● Instructions for the task:
List every type of munition that the Negev demolitions report says Israeli officers fired.

● Extracted text:
● ● ● ● ●
Friday, May 31, 2013

5 Bedouins injured as Israeli police demolish houses in Negev




5/31/2013  10:20 - BEERSHEBA, Israel (Ma’an) – Five Palestinians sustained injuries Thursday in clashes with Israeli police officers in the Bedouin village of Beer al-Mashash in the Negev.

A Ma’an reporter said the clashes erupted as Israeli forces demolished three houses in the village which is “unrecognized” by the Israeli authorities. The houses belong to the Abu Skeik family.

As the owners tried to prevent the demolitions, Israeli officers fired stun grenades, tear-gas canisters and plastic-coated bullets. As a result, five were injured including children and a pregnant woman.

“Israeli police officers behave like scoundrels rather than law enforcers,” said Arab member of the Knesset Talab Abu Arar.
● ● ● ● ●
● Stored records:
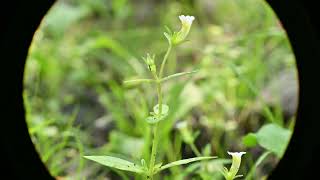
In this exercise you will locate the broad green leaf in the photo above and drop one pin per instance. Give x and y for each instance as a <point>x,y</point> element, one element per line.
<point>117,163</point>
<point>250,140</point>
<point>165,109</point>
<point>185,161</point>
<point>274,138</point>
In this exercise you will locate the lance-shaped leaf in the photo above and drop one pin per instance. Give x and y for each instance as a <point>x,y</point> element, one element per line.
<point>117,163</point>
<point>184,161</point>
<point>177,75</point>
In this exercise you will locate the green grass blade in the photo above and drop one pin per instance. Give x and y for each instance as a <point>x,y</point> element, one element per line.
<point>117,163</point>
<point>177,75</point>
<point>185,161</point>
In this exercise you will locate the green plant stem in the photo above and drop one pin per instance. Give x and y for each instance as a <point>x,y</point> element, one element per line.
<point>195,149</point>
<point>165,60</point>
<point>155,127</point>
<point>155,134</point>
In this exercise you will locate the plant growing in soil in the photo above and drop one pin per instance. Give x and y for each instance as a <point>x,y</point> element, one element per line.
<point>160,113</point>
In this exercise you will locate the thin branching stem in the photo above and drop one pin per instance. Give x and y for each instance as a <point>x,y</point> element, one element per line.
<point>165,60</point>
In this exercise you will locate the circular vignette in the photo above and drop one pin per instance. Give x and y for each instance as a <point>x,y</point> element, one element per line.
<point>21,160</point>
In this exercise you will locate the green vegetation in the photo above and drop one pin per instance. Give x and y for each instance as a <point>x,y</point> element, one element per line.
<point>77,103</point>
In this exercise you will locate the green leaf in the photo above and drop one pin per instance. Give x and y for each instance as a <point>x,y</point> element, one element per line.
<point>250,140</point>
<point>165,109</point>
<point>185,161</point>
<point>273,138</point>
<point>177,75</point>
<point>168,30</point>
<point>117,163</point>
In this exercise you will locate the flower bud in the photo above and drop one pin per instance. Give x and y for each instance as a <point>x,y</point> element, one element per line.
<point>236,161</point>
<point>149,60</point>
<point>180,36</point>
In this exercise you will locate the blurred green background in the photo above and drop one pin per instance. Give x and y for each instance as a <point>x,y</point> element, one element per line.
<point>243,98</point>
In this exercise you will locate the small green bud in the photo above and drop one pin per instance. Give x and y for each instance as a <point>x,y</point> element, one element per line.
<point>149,60</point>
<point>185,132</point>
<point>179,37</point>
<point>236,161</point>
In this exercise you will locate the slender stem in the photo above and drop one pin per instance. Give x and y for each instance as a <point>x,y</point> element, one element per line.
<point>155,127</point>
<point>195,149</point>
<point>165,60</point>
<point>155,134</point>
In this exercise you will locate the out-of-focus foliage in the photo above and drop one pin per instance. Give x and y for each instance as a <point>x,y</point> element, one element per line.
<point>76,102</point>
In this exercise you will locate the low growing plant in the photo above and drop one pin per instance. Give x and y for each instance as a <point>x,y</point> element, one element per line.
<point>160,113</point>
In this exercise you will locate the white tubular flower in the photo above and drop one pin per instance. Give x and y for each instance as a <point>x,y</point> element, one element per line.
<point>186,22</point>
<point>236,161</point>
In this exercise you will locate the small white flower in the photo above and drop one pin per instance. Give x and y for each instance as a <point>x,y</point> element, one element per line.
<point>186,20</point>
<point>236,154</point>
<point>180,36</point>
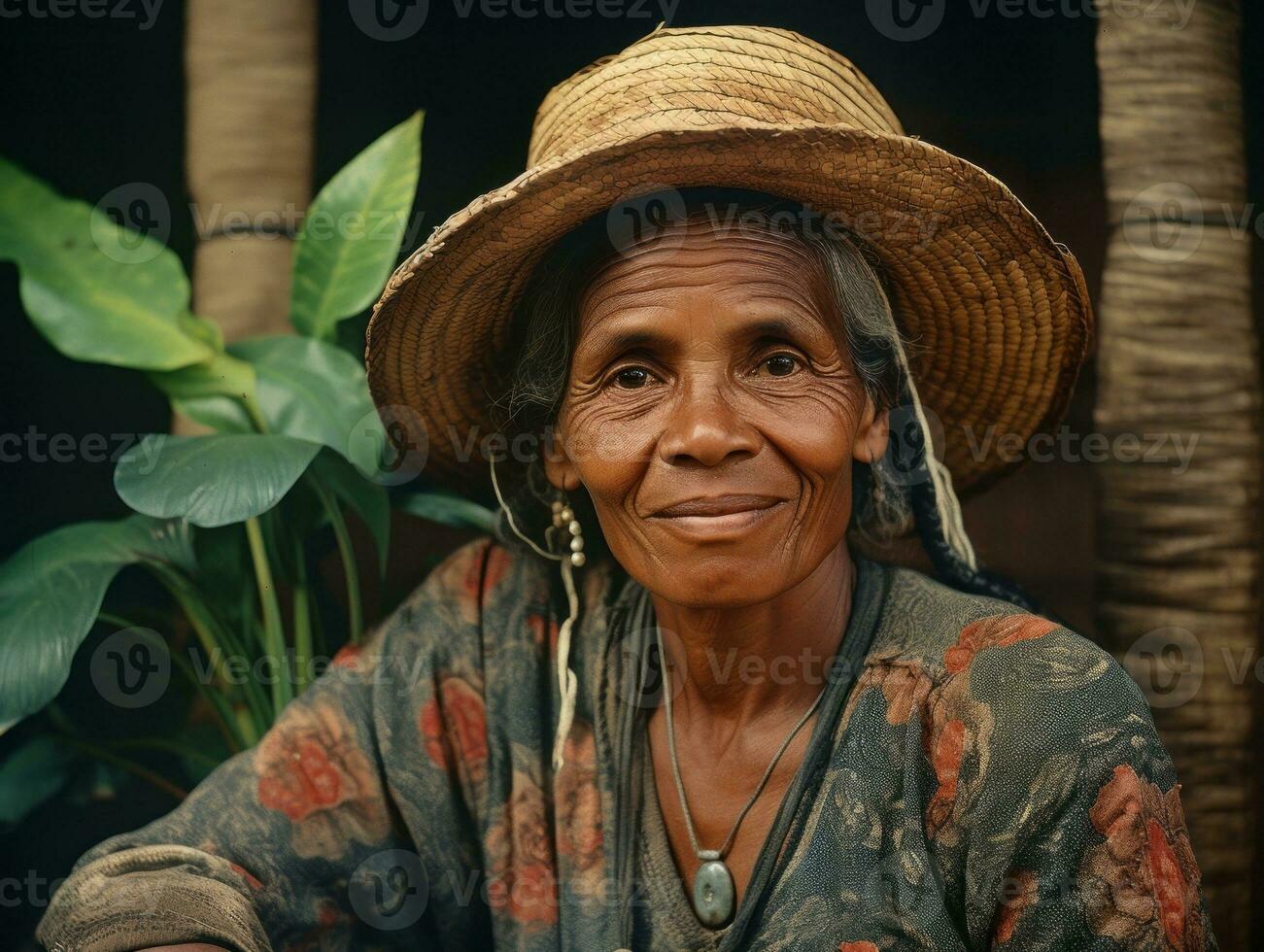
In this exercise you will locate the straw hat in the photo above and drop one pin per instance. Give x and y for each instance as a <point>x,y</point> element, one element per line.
<point>996,311</point>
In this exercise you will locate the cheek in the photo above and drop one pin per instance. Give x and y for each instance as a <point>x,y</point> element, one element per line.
<point>815,427</point>
<point>609,445</point>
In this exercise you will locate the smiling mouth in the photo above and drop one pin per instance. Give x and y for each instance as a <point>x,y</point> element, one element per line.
<point>718,514</point>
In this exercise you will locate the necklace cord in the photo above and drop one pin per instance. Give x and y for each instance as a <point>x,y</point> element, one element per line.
<point>675,762</point>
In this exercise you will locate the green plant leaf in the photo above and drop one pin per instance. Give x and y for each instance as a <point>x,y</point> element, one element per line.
<point>96,290</point>
<point>351,237</point>
<point>51,591</point>
<point>211,481</point>
<point>448,510</point>
<point>30,775</point>
<point>222,376</point>
<point>365,498</point>
<point>307,390</point>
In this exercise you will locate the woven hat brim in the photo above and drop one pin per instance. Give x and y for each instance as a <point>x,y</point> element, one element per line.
<point>996,313</point>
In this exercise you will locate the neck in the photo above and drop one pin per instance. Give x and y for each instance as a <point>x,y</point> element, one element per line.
<point>771,657</point>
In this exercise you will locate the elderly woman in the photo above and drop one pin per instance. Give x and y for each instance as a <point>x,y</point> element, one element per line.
<point>726,304</point>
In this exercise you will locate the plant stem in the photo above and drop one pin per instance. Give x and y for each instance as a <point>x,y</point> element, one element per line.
<point>255,412</point>
<point>160,743</point>
<point>226,722</point>
<point>302,620</point>
<point>122,763</point>
<point>211,633</point>
<point>273,634</point>
<point>354,612</point>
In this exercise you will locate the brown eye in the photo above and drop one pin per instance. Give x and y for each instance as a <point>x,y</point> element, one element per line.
<point>781,364</point>
<point>631,377</point>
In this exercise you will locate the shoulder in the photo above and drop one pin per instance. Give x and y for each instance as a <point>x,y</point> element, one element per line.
<point>487,596</point>
<point>977,665</point>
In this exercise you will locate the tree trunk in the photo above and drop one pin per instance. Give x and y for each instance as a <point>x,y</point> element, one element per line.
<point>252,92</point>
<point>1179,357</point>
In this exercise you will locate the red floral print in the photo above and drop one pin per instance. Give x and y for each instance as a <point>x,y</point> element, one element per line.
<point>522,880</point>
<point>310,770</point>
<point>544,631</point>
<point>454,730</point>
<point>579,810</point>
<point>1020,896</point>
<point>348,657</point>
<point>1142,883</point>
<point>998,631</point>
<point>327,919</point>
<point>947,747</point>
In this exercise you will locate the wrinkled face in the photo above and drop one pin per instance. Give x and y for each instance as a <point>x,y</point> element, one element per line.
<point>713,414</point>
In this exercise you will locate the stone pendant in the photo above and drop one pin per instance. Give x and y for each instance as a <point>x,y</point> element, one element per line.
<point>714,893</point>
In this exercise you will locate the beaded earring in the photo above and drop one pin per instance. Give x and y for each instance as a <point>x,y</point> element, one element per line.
<point>567,527</point>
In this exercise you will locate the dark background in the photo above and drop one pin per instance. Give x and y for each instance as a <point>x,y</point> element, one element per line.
<point>95,104</point>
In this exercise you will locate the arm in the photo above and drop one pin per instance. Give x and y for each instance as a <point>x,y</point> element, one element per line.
<point>281,845</point>
<point>1068,826</point>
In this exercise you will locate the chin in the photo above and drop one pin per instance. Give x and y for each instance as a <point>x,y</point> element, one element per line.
<point>717,581</point>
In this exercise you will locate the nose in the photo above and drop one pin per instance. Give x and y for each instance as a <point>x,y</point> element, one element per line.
<point>705,427</point>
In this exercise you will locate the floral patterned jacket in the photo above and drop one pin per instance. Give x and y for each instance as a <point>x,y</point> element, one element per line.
<point>983,779</point>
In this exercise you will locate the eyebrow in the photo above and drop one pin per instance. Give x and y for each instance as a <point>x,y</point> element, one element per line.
<point>772,326</point>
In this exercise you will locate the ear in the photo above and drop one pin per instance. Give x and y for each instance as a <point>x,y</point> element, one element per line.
<point>559,466</point>
<point>872,435</point>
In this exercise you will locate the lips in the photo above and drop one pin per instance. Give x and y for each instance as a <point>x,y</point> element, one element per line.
<point>718,519</point>
<point>714,506</point>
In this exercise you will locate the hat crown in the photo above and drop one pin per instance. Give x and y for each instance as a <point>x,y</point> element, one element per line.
● ● ● ● ●
● Solution for this task:
Stun grenades, tear-gas canisters, plastic-coated bullets